Task requirements:
Rewrite the material from its first line through the line holding "x=411, y=151", inclusive, and output only those lines. Keep the requests as they are, but multiply every coordinate in the answers by 0.7 and round each to a whole number, with halves rounded up.

--- BEGIN ---

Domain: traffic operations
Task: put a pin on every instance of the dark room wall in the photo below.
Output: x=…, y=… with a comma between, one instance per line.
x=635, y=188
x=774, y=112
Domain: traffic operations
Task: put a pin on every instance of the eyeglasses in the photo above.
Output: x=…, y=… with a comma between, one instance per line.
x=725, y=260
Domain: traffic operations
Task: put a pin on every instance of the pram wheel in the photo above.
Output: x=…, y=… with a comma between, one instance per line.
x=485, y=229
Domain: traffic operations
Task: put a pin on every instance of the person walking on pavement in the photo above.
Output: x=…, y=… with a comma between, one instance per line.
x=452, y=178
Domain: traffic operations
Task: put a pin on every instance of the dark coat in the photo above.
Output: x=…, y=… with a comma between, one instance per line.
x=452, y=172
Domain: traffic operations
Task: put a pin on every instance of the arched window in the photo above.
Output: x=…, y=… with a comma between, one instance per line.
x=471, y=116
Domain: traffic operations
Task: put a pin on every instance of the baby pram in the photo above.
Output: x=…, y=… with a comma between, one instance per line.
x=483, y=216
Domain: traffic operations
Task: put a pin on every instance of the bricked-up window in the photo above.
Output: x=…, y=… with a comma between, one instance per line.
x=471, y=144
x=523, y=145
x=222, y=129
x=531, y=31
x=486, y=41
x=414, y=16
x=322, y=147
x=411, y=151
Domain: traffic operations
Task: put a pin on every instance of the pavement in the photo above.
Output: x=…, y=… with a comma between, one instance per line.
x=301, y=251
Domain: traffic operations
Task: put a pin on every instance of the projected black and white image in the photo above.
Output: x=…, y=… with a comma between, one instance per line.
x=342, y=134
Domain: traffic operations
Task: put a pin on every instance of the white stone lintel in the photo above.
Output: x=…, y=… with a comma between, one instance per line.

--- END ---

Solution for this exercise:
Domain: traffic operations
Task: put a pin on every instance of the dark room wall in the photo below.
Output: x=…, y=… with a comma between, one instance per line.
x=445, y=132
x=542, y=78
Domain: traffic operations
Task: put a pin on every instance of the eyeglasses in the photo above.
Output: x=…, y=… with a comma between, one instance per line.
x=508, y=182
Domain: traffic operations
Task: put a pin on every instance of the pram wheel in the photo above.
Output: x=…, y=… with a comma between, one instance per line.
x=340, y=160
Domain: traffic operations
Task: put a pin on every instance of the person walking on pavement in the photo above.
Output: x=…, y=… with a comma between, one instance per line.
x=316, y=125
Domain: traffic operations
Task: put a pin on every instance of the dark coat in the photo above.
Output: x=…, y=… with a comma between, one instance per line.
x=316, y=120
Domain: traffic operations
Task: put a pin on every instance of the arched window in the photo above.
Output: x=…, y=… with a comma between, one instance per line.
x=330, y=81
Domain: traffic operations
Task: put a pin on every instance of the baby pram in the photo above.
Output: x=…, y=… with a comma between, one instance per line.
x=338, y=151
Domain: traffic operations
Task: put a pin on every instance of the bricked-up window in the photo above.
Output: x=…, y=… with a comma between, one instance per line.
x=330, y=101
x=366, y=102
x=155, y=90
x=372, y=22
x=340, y=29
x=290, y=11
x=225, y=103
x=288, y=106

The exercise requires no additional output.